Sammi Smith passed away twenty-years-ago last week. She was just 61. Smith is one of my very favorite artists. Her catalog wasn’t deep, totaling just 15 studio albums before she stepped away from recording altogether in 1992. But she was a peerless ballad singer. Like most country vocalists, she regularly sang about love and desire, and about the loss of both, but her greatest gift was for exploring a loneliness that reaches beyond anyone’s current relationship status. Her second album was simply titled Lonesome.
Smith was best known, of course, for her hit 1970 recording of Kris Kristofferson’s “Help Me Make It through the Night.” That major crossover hit, as well as most of the rest of her finest work, was in the comparatively lush, rhythmically soulful, and pop-inclined countrypolitan style that the Outlaw movement soon would be positioned against. But she was a key early Outlaw country act herself. She cited proto-Outlaw Merle Haggard as among her most important vocal influences. She and Kristofferson had been her dear friends since before either of them became stars. (I nominate her as his greatest interpreter; he wrote back-cover liner notes for her first album.) She toured with Waylon Jennings early in her career, too, back in the late 1960s, and he dubbed her a “girl hero,” not a “girl singer” as country women were then commonly known. (The most obvious antecedents for the hushed arrangement and barely moving pace of Waylon’s “Dreaming My Dreams” are spread across Sammi’s first four albums.) In 1973, Smith relocated from Nashville to Dallas, the better to be near that burgeoning Texas scene. She appeared with running buddy Willie Nelson for his first Fourth of July Picnic in 1973 and sang on stage with him often in those years. She was, without any contradiction, an exemplary artist for both countrypolitan and Outlaw country.

DATASET ROWS:
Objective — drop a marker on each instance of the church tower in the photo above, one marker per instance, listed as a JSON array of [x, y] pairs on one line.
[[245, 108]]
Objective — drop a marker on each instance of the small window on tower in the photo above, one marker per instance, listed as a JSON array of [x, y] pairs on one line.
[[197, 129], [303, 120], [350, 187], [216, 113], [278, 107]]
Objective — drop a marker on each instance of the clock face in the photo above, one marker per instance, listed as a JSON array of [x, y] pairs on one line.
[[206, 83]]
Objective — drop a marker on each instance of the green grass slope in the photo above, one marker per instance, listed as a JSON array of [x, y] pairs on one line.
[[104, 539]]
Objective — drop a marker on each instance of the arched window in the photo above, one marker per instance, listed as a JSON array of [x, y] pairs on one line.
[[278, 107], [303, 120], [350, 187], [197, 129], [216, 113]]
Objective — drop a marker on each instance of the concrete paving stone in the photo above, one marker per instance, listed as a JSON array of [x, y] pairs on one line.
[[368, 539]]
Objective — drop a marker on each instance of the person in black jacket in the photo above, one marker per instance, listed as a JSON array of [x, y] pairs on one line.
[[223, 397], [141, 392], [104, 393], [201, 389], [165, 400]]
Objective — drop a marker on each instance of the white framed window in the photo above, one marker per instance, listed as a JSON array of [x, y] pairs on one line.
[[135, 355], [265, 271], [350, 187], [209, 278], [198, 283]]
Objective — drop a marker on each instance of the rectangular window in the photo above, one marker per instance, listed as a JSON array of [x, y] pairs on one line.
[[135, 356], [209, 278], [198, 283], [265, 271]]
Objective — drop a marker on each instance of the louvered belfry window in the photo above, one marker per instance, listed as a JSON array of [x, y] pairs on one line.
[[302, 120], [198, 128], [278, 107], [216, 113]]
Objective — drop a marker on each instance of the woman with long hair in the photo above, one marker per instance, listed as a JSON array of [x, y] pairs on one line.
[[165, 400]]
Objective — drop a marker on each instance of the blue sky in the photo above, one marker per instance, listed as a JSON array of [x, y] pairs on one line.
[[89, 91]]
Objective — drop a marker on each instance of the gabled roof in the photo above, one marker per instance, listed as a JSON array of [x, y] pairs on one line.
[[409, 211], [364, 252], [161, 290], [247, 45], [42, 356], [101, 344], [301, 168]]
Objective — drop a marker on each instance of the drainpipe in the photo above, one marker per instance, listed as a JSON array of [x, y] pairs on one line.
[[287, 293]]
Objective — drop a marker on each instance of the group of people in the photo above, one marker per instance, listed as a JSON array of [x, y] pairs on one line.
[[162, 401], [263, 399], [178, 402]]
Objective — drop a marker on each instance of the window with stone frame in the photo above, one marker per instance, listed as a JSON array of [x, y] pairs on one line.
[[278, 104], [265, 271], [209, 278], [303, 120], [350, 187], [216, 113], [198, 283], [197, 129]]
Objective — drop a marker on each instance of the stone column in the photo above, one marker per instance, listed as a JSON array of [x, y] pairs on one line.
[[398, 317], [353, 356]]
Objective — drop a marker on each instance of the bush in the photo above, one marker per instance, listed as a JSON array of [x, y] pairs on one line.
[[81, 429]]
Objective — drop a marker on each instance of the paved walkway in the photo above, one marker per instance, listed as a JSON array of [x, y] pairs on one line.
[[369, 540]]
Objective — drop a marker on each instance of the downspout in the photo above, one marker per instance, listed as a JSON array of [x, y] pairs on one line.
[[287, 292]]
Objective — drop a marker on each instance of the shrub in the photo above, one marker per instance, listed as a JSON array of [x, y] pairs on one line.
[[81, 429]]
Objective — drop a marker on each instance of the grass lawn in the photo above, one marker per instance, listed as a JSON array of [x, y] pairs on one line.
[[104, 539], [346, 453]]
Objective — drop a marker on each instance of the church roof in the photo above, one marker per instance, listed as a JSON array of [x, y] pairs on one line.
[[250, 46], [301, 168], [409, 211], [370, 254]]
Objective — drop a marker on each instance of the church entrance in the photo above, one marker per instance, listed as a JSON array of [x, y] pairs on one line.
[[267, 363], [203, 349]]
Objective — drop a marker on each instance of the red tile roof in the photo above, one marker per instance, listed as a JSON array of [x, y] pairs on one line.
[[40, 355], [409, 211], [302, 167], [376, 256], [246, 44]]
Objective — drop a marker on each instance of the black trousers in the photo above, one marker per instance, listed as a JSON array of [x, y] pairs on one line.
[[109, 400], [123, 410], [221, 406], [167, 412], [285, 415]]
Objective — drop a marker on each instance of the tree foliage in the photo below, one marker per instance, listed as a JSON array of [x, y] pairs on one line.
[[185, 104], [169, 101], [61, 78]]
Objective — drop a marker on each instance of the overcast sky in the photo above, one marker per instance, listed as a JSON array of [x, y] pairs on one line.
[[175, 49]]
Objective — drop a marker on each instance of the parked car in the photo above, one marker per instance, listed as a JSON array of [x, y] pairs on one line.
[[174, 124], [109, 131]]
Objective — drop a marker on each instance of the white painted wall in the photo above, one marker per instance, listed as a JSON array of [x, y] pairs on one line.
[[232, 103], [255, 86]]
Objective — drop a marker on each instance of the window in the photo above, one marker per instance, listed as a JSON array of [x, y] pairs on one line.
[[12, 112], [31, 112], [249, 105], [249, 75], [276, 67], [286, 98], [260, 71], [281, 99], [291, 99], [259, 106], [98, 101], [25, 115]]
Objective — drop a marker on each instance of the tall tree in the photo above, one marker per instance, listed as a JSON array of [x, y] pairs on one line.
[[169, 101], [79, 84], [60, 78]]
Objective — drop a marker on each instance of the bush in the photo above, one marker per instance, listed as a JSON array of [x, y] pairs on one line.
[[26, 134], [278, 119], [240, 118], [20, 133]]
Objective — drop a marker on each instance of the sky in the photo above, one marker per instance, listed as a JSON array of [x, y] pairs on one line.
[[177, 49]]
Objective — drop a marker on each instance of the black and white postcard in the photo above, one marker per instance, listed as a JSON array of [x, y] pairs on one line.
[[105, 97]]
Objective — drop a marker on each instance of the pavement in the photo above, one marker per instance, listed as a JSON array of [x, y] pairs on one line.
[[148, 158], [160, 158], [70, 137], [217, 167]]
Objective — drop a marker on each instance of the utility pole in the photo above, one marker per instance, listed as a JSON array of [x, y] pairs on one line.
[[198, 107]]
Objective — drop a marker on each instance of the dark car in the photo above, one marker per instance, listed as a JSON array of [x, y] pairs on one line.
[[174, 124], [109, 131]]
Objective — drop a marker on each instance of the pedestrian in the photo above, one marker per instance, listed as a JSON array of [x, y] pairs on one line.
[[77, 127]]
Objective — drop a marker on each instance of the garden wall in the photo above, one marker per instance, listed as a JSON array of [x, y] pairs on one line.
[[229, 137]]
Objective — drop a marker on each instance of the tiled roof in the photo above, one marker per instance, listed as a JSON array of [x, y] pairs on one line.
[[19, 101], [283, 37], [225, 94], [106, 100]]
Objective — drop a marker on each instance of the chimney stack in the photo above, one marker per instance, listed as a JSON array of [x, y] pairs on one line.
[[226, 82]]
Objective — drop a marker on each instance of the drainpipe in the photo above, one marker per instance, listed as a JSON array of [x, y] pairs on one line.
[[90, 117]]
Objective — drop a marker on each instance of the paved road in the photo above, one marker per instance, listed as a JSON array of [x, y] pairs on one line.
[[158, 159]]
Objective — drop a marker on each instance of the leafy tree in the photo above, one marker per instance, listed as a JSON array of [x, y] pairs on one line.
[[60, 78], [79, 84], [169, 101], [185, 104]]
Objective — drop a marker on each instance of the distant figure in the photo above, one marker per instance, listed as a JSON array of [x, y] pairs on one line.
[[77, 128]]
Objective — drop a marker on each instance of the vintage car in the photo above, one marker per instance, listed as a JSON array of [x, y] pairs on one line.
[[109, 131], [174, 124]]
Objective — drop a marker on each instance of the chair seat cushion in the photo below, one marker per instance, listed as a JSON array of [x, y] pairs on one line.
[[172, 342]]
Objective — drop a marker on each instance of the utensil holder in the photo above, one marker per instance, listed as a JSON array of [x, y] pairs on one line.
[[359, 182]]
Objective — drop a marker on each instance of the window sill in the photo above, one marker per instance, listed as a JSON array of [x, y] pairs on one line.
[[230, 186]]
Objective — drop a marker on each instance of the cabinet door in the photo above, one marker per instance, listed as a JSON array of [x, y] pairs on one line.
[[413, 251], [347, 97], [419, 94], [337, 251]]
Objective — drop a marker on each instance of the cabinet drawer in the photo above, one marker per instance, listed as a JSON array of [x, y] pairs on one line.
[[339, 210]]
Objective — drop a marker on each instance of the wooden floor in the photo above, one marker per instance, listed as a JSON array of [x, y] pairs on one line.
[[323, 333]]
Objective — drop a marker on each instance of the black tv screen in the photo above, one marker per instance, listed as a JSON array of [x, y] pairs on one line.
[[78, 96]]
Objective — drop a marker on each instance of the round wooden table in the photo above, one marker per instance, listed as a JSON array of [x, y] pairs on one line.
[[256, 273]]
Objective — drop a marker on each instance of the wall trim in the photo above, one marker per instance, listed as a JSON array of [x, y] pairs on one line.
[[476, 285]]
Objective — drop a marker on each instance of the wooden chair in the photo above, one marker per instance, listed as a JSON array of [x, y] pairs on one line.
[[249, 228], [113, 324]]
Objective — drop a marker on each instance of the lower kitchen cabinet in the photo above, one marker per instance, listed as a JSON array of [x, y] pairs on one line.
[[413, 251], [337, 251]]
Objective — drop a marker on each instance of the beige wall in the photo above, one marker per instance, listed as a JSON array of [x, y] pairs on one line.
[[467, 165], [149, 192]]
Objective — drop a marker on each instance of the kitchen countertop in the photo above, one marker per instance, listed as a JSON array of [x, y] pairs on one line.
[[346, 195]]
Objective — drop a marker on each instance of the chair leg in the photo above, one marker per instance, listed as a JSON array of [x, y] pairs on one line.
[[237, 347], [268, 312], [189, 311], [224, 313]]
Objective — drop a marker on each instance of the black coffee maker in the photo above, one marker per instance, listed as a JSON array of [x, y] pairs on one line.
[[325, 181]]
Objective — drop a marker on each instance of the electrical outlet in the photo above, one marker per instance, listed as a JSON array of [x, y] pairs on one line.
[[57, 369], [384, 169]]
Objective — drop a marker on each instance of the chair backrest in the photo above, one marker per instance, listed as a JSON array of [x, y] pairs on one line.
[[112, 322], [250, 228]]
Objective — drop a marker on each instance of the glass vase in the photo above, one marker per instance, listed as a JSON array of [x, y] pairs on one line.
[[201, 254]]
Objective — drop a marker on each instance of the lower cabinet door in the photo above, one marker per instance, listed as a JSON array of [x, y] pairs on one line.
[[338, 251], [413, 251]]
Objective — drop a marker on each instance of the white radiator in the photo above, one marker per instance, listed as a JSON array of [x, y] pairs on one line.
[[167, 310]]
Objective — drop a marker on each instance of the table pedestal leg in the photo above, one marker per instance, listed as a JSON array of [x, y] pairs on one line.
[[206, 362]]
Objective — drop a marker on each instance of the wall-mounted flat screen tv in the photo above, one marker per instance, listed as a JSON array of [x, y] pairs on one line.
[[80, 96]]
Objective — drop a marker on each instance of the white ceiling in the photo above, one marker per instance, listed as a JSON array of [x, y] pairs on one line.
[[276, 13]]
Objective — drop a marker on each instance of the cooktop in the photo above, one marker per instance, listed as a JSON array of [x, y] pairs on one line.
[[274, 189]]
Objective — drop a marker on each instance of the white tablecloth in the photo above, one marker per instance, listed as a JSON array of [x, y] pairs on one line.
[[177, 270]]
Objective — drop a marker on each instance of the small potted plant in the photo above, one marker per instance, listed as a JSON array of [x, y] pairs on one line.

GOALS:
1. Name every musician other than Sammi Smith whom the Sammi Smith text mentions.
2. Carry on the Sammi Smith text, starting right after its final sentence.

RESULTS FOR THE EXERCISE:
1. Kris Kristofferson, Merle Haggard, Waylon Jennings, Willie Nelson

2.
My appreciation of her music and of her historical importance is deserving in itself of this addition to NFR’s “A Love Letter in 16 Songs” series. But I want to note an additional debt. Smith’s catalog goes on the short list of music I’ve used to figure out what I guess you’d call my critical aesthetic, and championing her work in print has boosted what I guess we can call my writing career.
By the early 1990s, Smith’s entire catalog had fallen out of print, and like a lot of folks then, I didn’t know a note of it beyond her famous signature hit. Then, in 1996, Varese Sarabande released The Best of Sammi Smith. I played the hell out of that disc which soon set me to tracking down and devouring used copies of her early albums on Mega Records. Smith’s music didn’t just help me reject the tin-eared countrypolitan caricatures that were so pervasive back in that alternative country moment. It helped me to nail down how that music worked and why I liked it. When I wrote about that Smith set for No Depression #7 (Jan/Feb 1997), I felt like an apostle.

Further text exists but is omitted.